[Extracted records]
───
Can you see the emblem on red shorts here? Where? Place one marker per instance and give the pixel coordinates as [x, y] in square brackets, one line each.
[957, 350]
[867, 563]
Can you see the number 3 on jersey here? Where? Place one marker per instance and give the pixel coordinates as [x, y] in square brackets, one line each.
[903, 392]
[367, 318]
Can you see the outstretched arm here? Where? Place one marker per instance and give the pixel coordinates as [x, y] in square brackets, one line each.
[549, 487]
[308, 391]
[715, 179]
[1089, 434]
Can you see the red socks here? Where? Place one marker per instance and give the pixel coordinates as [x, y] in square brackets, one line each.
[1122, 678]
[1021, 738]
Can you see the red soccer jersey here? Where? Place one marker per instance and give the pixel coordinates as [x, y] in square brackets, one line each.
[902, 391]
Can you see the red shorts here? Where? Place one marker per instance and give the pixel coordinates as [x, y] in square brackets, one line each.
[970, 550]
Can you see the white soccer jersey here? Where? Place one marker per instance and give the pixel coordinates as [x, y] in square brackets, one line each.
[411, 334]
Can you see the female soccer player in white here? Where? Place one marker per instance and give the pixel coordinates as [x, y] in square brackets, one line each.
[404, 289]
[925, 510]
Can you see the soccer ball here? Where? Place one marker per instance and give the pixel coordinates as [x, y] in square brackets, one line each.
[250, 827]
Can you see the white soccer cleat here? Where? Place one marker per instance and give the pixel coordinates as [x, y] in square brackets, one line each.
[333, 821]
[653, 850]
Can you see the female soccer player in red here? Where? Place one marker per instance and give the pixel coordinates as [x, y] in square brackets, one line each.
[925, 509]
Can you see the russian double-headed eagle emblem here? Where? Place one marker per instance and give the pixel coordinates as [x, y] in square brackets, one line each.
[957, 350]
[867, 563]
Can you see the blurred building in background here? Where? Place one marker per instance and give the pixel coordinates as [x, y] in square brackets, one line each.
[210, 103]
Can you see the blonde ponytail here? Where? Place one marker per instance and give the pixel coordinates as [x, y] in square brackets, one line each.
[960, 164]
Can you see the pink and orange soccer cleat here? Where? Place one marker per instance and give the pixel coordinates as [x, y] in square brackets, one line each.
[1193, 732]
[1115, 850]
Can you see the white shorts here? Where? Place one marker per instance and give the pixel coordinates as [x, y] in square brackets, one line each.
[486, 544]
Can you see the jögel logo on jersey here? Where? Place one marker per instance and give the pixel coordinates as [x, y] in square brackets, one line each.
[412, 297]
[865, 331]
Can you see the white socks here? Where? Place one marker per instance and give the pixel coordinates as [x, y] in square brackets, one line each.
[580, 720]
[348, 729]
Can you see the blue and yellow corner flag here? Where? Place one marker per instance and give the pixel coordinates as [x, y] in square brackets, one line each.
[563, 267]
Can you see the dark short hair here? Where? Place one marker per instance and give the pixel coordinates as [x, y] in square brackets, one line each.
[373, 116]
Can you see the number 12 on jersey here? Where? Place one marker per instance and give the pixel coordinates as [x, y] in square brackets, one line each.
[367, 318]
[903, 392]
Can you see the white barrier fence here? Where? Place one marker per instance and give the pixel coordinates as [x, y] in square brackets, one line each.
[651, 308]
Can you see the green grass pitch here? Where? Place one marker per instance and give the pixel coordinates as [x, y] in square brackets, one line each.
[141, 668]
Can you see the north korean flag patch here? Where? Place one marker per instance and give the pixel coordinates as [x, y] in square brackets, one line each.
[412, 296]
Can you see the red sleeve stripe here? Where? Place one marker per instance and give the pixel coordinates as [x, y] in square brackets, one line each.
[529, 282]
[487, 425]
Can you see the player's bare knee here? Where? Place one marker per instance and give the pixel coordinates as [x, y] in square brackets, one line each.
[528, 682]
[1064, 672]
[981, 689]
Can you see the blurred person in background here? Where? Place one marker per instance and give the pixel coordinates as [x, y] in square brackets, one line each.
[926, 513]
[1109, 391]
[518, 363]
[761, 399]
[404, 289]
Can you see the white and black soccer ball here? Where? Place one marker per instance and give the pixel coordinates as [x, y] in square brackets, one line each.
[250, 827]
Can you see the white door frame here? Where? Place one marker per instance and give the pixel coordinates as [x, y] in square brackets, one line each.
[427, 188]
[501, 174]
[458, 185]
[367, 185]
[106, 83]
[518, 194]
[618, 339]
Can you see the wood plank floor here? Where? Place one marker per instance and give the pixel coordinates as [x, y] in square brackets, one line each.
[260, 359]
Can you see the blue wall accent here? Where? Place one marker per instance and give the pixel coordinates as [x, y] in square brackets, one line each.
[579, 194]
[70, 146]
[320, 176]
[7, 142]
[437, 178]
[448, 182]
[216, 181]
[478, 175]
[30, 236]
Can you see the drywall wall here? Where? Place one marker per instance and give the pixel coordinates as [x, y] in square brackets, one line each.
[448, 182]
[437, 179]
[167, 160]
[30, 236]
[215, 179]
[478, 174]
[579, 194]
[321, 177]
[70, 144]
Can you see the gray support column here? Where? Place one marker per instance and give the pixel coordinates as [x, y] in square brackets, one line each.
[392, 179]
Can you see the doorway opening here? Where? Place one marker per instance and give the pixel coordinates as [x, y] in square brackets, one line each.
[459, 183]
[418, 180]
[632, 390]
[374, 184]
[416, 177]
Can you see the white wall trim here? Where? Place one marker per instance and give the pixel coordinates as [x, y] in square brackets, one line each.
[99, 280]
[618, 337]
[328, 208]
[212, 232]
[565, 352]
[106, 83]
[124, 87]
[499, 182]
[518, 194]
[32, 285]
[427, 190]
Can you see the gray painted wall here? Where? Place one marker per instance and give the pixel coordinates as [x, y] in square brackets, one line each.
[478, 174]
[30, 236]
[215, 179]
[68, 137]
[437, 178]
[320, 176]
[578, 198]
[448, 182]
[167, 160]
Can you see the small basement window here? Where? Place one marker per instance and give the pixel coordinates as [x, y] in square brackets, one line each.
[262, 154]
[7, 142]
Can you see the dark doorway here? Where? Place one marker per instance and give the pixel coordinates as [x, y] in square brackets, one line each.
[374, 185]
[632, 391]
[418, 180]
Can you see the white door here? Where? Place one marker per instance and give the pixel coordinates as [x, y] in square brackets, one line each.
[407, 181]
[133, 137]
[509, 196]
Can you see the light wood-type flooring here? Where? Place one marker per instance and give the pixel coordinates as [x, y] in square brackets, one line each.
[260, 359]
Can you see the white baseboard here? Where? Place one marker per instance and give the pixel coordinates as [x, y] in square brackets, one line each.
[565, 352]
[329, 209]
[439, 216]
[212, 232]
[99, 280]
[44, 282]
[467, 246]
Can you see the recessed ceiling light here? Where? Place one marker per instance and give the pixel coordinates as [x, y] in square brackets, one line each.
───
- TASK DIRECTIONS: Retype every line of the items above without changing anything.

- RESPONSE:
Can you see the emblem on red shorts here? Where? Place one marker per instance and give the pixel coordinates as [x, y] in square brackets, one line each.
[957, 350]
[867, 563]
Can you see the number 3 on jersey here? Where? Place one marker per instance and give the pixel coordinates as [x, y] in square brackets, one line each.
[903, 392]
[367, 318]
Can you see the outstretched arm here? Where? Place one marker per instance and give the pixel coordinates as [x, y] in square brackets, one line each.
[549, 487]
[308, 391]
[715, 179]
[1089, 434]
Can you see the red socks here? Where? Place one marker per instance and give the pixel coordinates as [x, y] in square brackets, one line each.
[1122, 678]
[1021, 738]
Can you see the red soccer jersey here? Where? Place one marker per instance and give the pixel coordinates as [x, y] in square brackets, one line each.
[902, 391]
Can you see the red shorts here? Where? Place one marker per instance and give the pixel coordinates as [x, y] in square brackets, one line each.
[970, 550]
Can you see the white soccer jersey here? Where? Place one marker per instance and give the pixel coordinates as [x, y] in square brackets, one line each.
[411, 334]
Can you see the female soccer player in white here? Where? Place one marker per instance and give the pixel coordinates as [x, y] in square brackets, one line each.
[404, 289]
[925, 510]
Can you see the soccer ball here? Where? Place one marker per instance and give the pixel coordinates as [x, y] in square brackets, one line each.
[250, 827]
Can you see the white soccer cleat here? Where? Place one marker per instance and give the pixel coordinates as [x, y] in square brackets, one line each.
[333, 821]
[653, 850]
Can you see the female soccer player in red here? Where? Place one marker per instance and give the pixel coordinates as [x, y] in square brackets, one line each.
[925, 509]
Can you see the russian double-headed eagle emblem here? Where? Place one marker per instance and give the pixel coordinates as [x, y] in square brackets, one line each.
[957, 350]
[867, 563]
Can you see the blurred building in background here? Where? Place one marker per instance and give the pixel coordinates as [x, y] in square brackets, one line each.
[210, 103]
Can you see the blonde ponytail here? Where? Place one marker per instance and give the pixel coordinates as [x, y] in square brackets, one line each.
[960, 164]
Can you see the pink and orange soccer cleat here? Where? Place one marker per instance and give the pixel coordinates as [x, y] in square brackets, one line each.
[1193, 732]
[1115, 850]
Can you see the white shorts here? Where? Place one marker per instance and give the pixel coordinates as [x, y] in square brackets, one line each.
[486, 544]
Can you see the jögel logo on jersey here? Where? Place one marker per instance and give the pixel coordinates as [x, y] in square brackets, one line each.
[412, 297]
[865, 331]
Can you see the white socks here? Where? Place one marker per instance and give the pixel coordinates as [x, y] in square brackets, one line each.
[580, 720]
[348, 729]
Can you see the blue and yellow corner flag here? Where? Place one marker per instance and give the pixel coordinates as [x, y] in square brackets, one line each.
[563, 267]
Can you see the dark short hair here? Where? Place one marker per instance and give the pixel coordinates as [x, y] in square brackets, one line each.
[373, 116]
Can you see the number 12 on jersey here? Where? Place one marker per instance and give the pixel coordinates as [x, y] in square brackets, one line each.
[367, 318]
[903, 392]
Can you see the white barrier fence here? Where? Place one marker per instance and give the pixel coordinates as [x, y] in square brackets, one line each.
[651, 308]
Can you see the green grass pitch here? Where? Place one marker per instance and give the pixel coordinates as [x, y] in square brackets, one line each.
[141, 668]
Can you see the north korean flag patch here? Where? Place one marker per instance and give the pixel coordinates as [x, y] in square brackets, one line each.
[412, 296]
Can you see the red sleeve stripe here? Where? Place one marker per instance and give the pixel coordinates as [x, y] in square brackets, one line each.
[529, 282]
[487, 425]
Can you see the player's bare knee here? Where? Place one marker per instance and give the pixel coordinates as [x, y] in square brackets, one line each.
[528, 682]
[1064, 672]
[981, 689]
Can you see the blurred person in background here? Where? Place one marker per instance and give the pixel coordinates as [x, y] in square brackets, one line each.
[926, 513]
[1109, 391]
[518, 363]
[761, 399]
[404, 289]
Can you see the white and black soccer ball here? Where? Place one marker per instance and give the pixel coordinates as [x, y] in square brackets, one line each.
[250, 827]
Can you see the white door frame here? Where? Place one marker per instance and give the pixel coordinates as [x, y] in square brackets, one line each.
[427, 188]
[501, 174]
[458, 185]
[367, 185]
[106, 83]
[518, 194]
[618, 339]
Can you see the wood plank floor here? Where? Place one marker per instance and give the pixel coordinates as [x, y] in square brackets, one line each.
[260, 359]
Can you see the blue wall accent here? Where? Place one marker per instance and give the pixel coordinates as [x, y] in square brackets, one line each.
[579, 194]
[70, 146]
[320, 176]
[7, 142]
[437, 178]
[448, 182]
[216, 181]
[478, 175]
[30, 236]
Can you see the drywall wall here? Where? Place one marker per instance and give the pixel coordinates as [x, y] in square brackets, one line each.
[448, 182]
[437, 179]
[167, 160]
[30, 236]
[215, 179]
[478, 174]
[579, 194]
[321, 177]
[70, 144]
Can you see the gray support column here? Where? Place one marker per instance and give the pixel coordinates as [x, y] in square brackets, one line each.
[392, 179]
Can you see the doorway opening here? Where? Place one marker per instance and give the pixel coordinates as [x, y] in square brackets, one line each.
[459, 183]
[418, 180]
[632, 390]
[374, 184]
[416, 177]
Can you see the white wall trim here? Where? Place one marker per instance and give the pixel coordinates as [x, y] in square brackets, one line each.
[99, 280]
[618, 337]
[328, 208]
[212, 232]
[565, 352]
[106, 83]
[124, 87]
[499, 182]
[518, 194]
[32, 285]
[427, 190]
Can you see the gray painted wall here? Where? Place one marker per instance and give the pixel coordinates as [x, y] in square brackets, one line each.
[478, 174]
[30, 236]
[215, 179]
[68, 137]
[437, 178]
[320, 176]
[578, 198]
[448, 182]
[167, 160]
Can you see the small basement window here? Where? Place one marker per instance and give the pixel coordinates as [x, y] in square brackets, one line each.
[262, 154]
[7, 142]
Can you see the dark doorway here? Where? Place one marker per instance and give the pixel coordinates as [x, y] in square brackets, one line each.
[374, 185]
[632, 391]
[418, 180]
Can you see the white door here? Where? Place one marker per instance and give the pixel coordinates as [x, y] in square brackets, one line each.
[407, 181]
[133, 137]
[509, 196]
Can you see the light wood-type flooring here? Where? Place one marker per instance and give the pixel coordinates as [x, y] in square brackets, one line each.
[260, 359]
Can you see the white baseboard here? Where? Place one marker per instance and give the pixel coordinates as [x, y] in square brackets, one line each.
[565, 352]
[329, 209]
[439, 216]
[212, 232]
[99, 280]
[44, 282]
[467, 246]
Can you see the recessed ceiling light here? Where? Place one marker per instance and give the pixel coordinates as [x, y] in square brackets, one line each.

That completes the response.